Section 7.09. Eligibility; Disqualification. The Trustee will have a minimum combined capital and surplus as required by Section 310(a)(2) of the Trust Indenture Act.
Article 8
SATISFACTION AND DISCHARGE
Section 8.01. Discharge of Liability on Notes. When (a)(i) the Company delivers to the Trustee all outstanding Notes (other than Notes replaced pursuant to Section 2.11 hereof) for cancellation or (ii) all outstanding Notes have become due and payable, by reason of the issuance of a Redemption Notice or otherwise, and the Company irrevocably deposits with the Trustee or delivers to the Holders, as applicable, cash (or shares of Common Stock (or, if applicable, Reference Property) and cash (in lieu of fractional shares of Common Stock or, if applicable, units of Reference Property) solely to satisfy amounts due and owing as a result of conversions of the Notes), sufficient to pay all amounts due and owing on all outstanding Notes (other than Notes replaced pursuant to Section 2.11 hereof), (b) the Company pays all other sums payable by it under the Note Documents and (c) the Company delivers to the Trustee and the Collateral Agent an Officers’ Certificate and an Opinion of Counsel, each stating that all of the applicable conditions precedent to the discharge of this Indenture described in this Section have been satisfied, then, subject to Section 7.06 hereof, this Indenture will cease to be of further effect with respect to the Notes and the Holders and the Trustee will acknowledge the satisfaction and discharge of this Indenture with respect to the Notes.
Notwithstanding the satisfaction and discharge of this Indenture, (i) any obligation of the Company to any Holder under Article 10 hereof with respect to the conversion of any Note, to the Trustee with respect to compensation or indemnity (including, but not limited to, Article 7 hereof) or to the Collateral Agent with respect to compensation or indemnity (including, but not limited to, both Section 7.06 hereof and Section 9.08 of the Security Agreement), and (ii) any obligation of the Trustee with respect to money deposited with the Trustee under this Article 8 and Section 14.02 hereof will survive.
☆ ☆ ☆ ☆
• [Given request A] Summarize the indenture excerpt in two sentences.
• [Given request B] Extend the indenture excerpt with the passage that would follow its last sentence.

• [Excerpted records]
☆ ☆ ☆ ☆
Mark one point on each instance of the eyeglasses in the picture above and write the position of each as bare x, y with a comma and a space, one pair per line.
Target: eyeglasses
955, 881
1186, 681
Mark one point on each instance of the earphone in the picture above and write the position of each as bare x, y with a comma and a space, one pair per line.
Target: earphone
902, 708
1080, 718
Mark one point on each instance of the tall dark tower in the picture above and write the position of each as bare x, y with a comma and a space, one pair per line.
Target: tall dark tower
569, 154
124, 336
☆ ☆ ☆ ☆
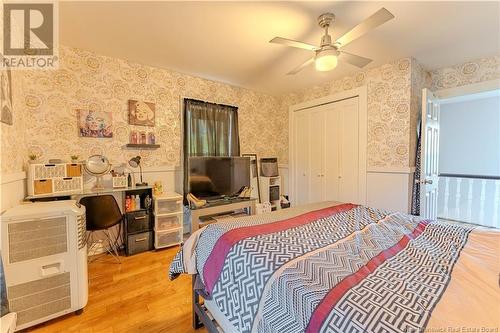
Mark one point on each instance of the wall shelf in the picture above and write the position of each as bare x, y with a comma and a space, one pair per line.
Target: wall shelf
☆ ☆ ☆ ☆
• [Task answer A] The Trustee must keep the minimum combined capital and surplus required by Section 310(a)(2) of the Trust Indenture Act. Subject to Section 7.06, the Indenture ceases to have further effect for the Notes once all outstanding Notes are delivered for cancellation, or have become due and payable with enough cash (or stock or Reference Property for conversions) deposited or delivered, the Company has paid all other sums under the Note Documents, and an Officers' Certificate and Opinion of Counsel confirm the conditions, though the Company's conversion, compensation and indemnity obligations and the Trustee's obligations over deposited money survive.

• [Task answer B]
Section 8.02. Repayment to the Company. Subject to any applicable unclaimed property law, the Trustee and the Paying Agent, upon receiving a written request from the Company, will promptly turn over to the Company any cash held for payment on the Notes that remains unclaimed two years (unless a shorter period is provided for in this Indenture) after the date on which such payment was due. After the Trustee and the Paying Agent return such cash to the Company, the Trustee and the Paying Agent will have no further liability to any Holder with respect to such cash and any Holder entitled to the payment of such cash, or any securities, including shares of Common Stock, or other property under the Notes or this Indenture must look to the Company for payment as a general unsecured creditor of the Company.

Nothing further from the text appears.